Pick out every line of the entries below where "Target" occurs, and copy those lines.

(Records from a data source)
◆ ◆ ◆ ◆ ◆ ◆ ◆

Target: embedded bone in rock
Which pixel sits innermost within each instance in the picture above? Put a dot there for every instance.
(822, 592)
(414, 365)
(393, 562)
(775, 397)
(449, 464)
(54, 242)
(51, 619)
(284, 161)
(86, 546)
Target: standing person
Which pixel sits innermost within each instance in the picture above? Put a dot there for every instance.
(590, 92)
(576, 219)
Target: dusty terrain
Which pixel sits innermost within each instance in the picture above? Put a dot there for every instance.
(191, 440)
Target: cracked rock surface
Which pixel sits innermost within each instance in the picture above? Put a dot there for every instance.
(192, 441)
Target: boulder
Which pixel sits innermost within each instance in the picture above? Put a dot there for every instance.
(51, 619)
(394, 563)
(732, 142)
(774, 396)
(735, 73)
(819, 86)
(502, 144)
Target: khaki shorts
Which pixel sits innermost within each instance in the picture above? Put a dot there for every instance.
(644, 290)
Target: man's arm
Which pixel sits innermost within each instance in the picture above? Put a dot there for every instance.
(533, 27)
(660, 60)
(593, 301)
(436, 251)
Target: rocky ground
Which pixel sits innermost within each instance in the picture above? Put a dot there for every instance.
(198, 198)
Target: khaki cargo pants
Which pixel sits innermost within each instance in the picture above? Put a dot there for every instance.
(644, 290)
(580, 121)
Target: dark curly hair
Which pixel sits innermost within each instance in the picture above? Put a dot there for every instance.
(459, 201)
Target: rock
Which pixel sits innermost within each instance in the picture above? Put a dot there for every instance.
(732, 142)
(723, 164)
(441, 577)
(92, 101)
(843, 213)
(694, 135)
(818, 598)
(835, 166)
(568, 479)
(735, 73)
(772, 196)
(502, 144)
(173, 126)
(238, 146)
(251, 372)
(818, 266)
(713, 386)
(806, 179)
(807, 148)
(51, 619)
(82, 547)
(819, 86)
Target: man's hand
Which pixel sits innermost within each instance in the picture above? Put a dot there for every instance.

◆ ◆ ◆ ◆ ◆ ◆ ◆

SOLUTION FOR THIS EXERCISE
Target: embedded bone in rock
Target: standing person
Target: dusty terrain
Target: cracked rock surface
Target: boulder
Target: khaki shorts
Target: man's arm
Target: rocky ground
Target: khaki cargo pants
Target: dark curly hair
Target: rock
Target: man's hand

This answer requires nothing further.